(Region pointing data)
────────────────────────────────────────
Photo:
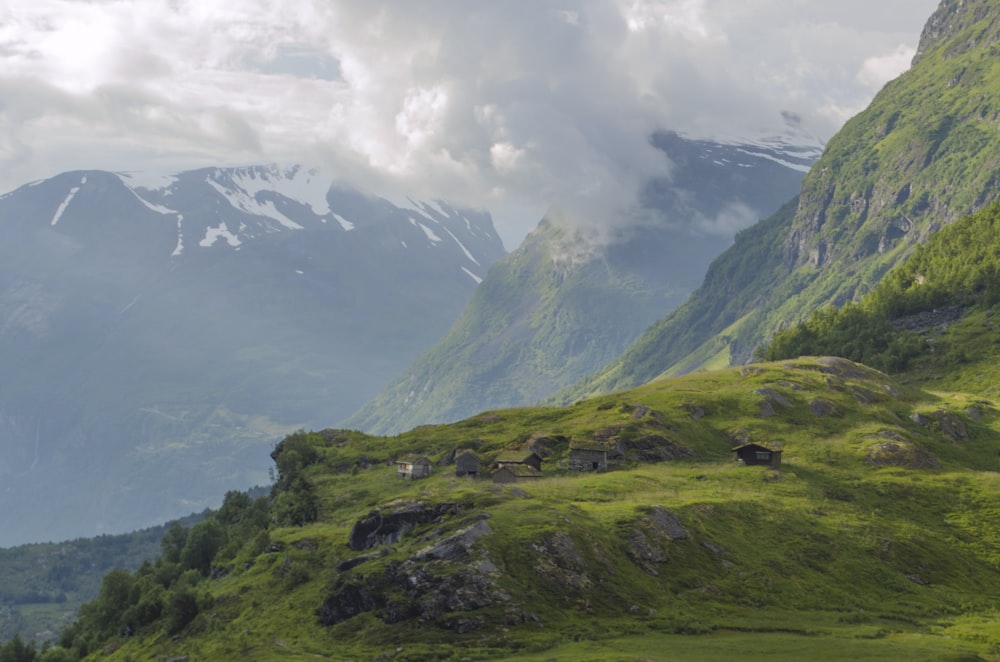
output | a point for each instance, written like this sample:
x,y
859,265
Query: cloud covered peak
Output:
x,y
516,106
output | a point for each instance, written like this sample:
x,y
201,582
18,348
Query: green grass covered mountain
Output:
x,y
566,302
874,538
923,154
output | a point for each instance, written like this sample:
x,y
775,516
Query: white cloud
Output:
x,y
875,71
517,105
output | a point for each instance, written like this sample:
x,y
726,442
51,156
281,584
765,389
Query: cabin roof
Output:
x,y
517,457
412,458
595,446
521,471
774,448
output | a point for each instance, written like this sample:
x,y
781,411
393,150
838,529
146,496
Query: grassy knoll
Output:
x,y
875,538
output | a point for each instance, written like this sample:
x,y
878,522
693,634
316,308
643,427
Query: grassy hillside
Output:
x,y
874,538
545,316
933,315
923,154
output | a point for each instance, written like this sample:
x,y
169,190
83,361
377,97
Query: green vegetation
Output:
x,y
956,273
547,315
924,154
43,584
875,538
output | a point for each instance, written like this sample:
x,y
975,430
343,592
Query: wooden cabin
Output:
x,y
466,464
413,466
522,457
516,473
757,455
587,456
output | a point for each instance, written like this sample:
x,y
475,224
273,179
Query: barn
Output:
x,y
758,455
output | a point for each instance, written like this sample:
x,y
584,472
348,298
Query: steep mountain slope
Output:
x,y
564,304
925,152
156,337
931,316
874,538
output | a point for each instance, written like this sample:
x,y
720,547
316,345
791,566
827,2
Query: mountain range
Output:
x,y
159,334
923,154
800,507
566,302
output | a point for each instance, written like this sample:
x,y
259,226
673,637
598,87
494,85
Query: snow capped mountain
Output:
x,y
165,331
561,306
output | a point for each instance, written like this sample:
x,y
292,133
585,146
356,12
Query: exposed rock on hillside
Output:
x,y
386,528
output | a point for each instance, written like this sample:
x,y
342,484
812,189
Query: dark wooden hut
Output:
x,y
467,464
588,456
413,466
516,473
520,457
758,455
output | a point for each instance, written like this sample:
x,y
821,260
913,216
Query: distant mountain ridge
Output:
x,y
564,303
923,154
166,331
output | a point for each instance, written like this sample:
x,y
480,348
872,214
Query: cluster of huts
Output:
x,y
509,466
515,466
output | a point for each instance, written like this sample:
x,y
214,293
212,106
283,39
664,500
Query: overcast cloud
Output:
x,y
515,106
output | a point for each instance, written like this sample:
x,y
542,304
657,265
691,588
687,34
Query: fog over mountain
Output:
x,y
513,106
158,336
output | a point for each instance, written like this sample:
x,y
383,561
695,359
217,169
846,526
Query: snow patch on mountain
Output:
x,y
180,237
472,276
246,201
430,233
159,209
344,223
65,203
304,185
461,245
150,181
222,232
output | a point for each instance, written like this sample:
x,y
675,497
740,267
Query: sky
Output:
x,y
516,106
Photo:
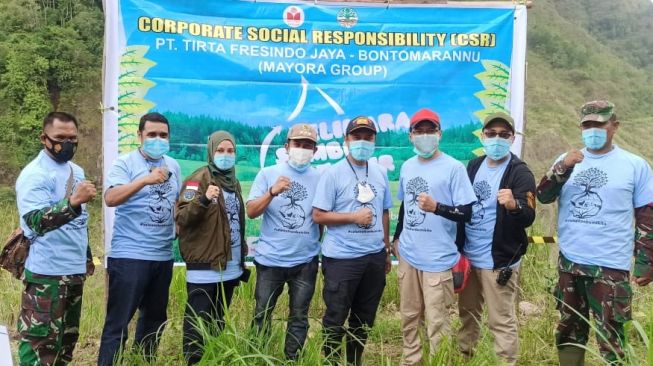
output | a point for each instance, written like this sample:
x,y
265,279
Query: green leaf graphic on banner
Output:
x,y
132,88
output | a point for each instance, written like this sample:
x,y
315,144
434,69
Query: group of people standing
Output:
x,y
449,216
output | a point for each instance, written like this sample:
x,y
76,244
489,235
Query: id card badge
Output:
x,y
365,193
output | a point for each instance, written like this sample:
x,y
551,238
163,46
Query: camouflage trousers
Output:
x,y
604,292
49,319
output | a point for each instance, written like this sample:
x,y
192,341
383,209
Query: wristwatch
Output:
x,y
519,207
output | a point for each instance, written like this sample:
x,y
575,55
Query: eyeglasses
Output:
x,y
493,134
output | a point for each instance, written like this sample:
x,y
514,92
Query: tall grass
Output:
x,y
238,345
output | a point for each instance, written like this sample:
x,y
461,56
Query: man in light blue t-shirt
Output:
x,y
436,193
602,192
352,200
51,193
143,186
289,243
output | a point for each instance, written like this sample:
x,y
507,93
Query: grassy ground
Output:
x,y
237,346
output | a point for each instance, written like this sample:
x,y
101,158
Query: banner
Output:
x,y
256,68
────────────────────────────────────────
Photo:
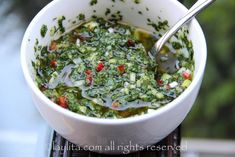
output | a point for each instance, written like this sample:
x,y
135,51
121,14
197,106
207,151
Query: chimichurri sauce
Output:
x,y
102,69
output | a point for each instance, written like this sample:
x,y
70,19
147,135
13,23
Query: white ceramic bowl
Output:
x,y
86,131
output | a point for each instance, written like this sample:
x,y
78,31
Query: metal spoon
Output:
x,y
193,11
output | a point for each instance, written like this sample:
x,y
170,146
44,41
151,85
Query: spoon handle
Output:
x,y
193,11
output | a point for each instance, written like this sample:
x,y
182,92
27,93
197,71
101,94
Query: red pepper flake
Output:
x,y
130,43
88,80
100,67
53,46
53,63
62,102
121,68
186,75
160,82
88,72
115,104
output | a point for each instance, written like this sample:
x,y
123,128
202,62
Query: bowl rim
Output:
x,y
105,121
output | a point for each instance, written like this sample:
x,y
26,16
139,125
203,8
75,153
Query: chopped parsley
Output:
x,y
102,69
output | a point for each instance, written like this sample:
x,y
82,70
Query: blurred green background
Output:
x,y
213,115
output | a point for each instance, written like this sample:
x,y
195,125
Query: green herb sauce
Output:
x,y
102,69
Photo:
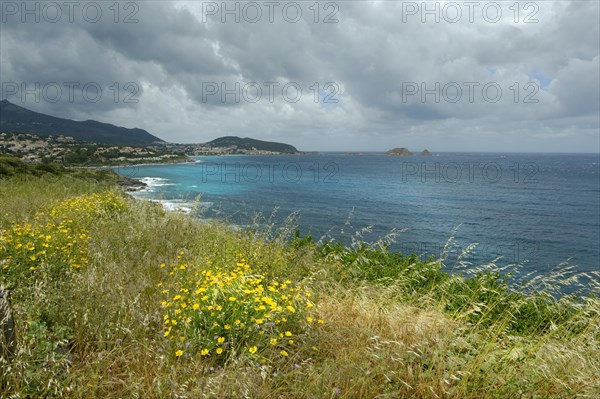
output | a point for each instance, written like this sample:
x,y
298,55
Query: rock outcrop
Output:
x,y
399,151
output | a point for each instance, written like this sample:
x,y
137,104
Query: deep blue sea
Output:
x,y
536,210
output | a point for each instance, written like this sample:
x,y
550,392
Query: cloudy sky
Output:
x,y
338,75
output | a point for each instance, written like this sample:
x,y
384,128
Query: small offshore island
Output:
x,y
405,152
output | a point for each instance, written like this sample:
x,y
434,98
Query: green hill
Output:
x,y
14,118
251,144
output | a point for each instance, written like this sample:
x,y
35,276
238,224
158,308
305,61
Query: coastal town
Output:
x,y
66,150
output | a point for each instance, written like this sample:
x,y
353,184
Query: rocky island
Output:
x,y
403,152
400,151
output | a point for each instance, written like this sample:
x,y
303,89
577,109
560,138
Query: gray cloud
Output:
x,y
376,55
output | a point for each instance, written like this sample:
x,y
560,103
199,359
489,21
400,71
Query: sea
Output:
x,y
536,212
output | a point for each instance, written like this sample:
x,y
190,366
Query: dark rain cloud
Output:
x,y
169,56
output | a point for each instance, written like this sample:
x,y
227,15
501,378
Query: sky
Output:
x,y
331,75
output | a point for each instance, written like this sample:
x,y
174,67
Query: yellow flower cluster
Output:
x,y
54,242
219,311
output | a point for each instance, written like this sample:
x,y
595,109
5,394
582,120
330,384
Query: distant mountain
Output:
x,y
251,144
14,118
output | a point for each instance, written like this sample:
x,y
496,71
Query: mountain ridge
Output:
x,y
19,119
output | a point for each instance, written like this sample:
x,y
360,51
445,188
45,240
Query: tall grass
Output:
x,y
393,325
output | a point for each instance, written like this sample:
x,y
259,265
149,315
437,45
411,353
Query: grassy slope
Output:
────────────────────────────────────────
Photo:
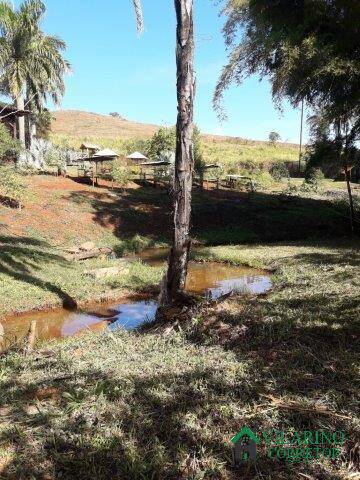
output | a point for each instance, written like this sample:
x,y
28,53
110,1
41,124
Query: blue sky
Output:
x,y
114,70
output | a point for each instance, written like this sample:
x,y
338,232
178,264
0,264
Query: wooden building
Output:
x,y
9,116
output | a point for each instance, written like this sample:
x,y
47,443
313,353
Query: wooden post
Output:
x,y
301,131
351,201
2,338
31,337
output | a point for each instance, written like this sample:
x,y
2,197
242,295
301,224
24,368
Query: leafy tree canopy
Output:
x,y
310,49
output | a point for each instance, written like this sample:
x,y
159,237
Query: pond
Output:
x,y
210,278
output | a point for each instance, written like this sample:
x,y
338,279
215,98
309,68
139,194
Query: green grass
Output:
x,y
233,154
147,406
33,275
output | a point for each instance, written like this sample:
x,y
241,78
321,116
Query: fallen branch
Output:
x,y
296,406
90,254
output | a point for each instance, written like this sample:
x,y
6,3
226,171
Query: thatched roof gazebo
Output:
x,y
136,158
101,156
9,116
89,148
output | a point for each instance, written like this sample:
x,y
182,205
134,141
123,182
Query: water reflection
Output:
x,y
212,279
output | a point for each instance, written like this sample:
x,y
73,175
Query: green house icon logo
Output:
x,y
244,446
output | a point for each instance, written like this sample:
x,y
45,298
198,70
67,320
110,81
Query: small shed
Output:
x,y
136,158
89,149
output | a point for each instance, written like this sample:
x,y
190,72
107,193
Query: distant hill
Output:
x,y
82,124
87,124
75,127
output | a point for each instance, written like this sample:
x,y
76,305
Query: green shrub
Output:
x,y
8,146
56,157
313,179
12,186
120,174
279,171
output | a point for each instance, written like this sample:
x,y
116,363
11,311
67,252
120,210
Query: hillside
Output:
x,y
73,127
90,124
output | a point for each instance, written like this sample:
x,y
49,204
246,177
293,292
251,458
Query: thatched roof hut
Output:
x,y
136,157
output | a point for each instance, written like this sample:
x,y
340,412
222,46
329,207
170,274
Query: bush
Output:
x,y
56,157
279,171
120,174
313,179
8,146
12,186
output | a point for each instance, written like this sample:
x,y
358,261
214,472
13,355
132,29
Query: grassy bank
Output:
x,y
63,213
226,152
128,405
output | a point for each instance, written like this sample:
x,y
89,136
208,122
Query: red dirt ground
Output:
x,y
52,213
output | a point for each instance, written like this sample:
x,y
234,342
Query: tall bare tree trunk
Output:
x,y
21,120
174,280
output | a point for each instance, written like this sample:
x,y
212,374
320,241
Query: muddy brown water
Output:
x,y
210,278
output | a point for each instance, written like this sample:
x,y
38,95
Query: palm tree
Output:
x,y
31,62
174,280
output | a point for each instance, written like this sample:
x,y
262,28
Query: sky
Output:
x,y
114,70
────────────────────────────────────────
» TASK GOAL
Please find every line in the records that contains the word "thatched", and copy it out.

» ANSWER
Query: thatched roof gazebo
Query: thatched roof hut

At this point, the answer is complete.